Part of a data file
#####
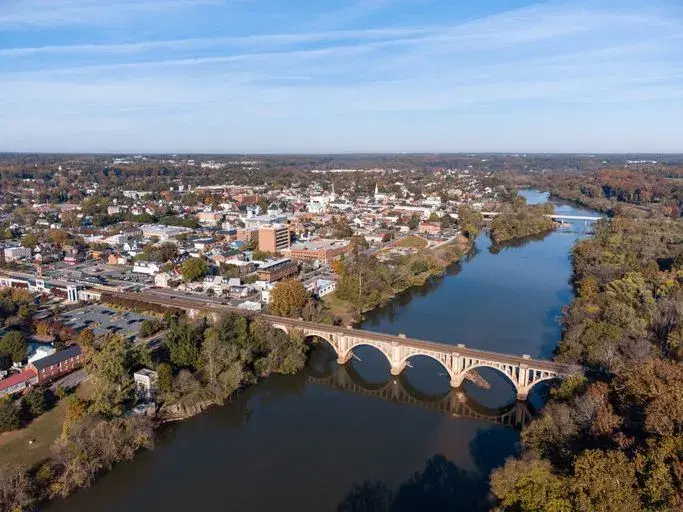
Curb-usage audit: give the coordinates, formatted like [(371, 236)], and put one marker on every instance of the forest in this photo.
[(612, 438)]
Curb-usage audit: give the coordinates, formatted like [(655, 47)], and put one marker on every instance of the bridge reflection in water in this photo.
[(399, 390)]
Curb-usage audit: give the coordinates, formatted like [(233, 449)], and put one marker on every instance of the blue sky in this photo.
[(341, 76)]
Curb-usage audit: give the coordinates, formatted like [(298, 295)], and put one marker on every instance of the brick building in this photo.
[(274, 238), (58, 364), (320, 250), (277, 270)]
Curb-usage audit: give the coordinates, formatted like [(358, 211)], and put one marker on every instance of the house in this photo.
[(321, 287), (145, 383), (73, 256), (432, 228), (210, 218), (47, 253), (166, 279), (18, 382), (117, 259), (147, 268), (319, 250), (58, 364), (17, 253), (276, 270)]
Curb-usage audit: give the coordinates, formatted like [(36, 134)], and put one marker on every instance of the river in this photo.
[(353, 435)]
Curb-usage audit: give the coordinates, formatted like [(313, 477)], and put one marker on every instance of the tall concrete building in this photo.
#####
# [What you need to do]
Copy out every item above line for line, leaving out the pictures.

# [Expected answer]
Curb-usage audit: give the coordinates, formatted like [(371, 236)], and put one marker on every instance of the forest in this photo.
[(612, 438)]
Curb-usage audit: give the coordinates, formatted like [(655, 47)], and put one marker on every instance of the bridge reflection in water in this photo.
[(399, 390)]
Curb-usage audit: give the coordinates, formatted like [(233, 449)], and put one marker on every instance of the blue sky in this photo.
[(341, 76)]
Curb-usage audit: give the coordinates, formatted like [(298, 295)], and put one marker on every instance of the brick building in this photo.
[(274, 238), (58, 364), (320, 250), (277, 270)]
Curb-usage audit: give the coordinates, formatted like [(358, 211)], and put one marker on every instance of the house in this photo.
[(321, 287), (145, 383), (73, 256), (432, 228), (210, 218), (47, 253), (166, 279), (18, 382), (117, 259), (147, 268), (319, 250), (58, 364), (17, 253), (276, 270)]
Curb-usage audit: give the coordinates, formatted like [(36, 134)], and put one marker on every instance of the river in this photo.
[(353, 435)]
Curb-usage audit: give the coordinates, formatted like [(313, 477)], and put one marker on every instance of the tall concrete building in this photo.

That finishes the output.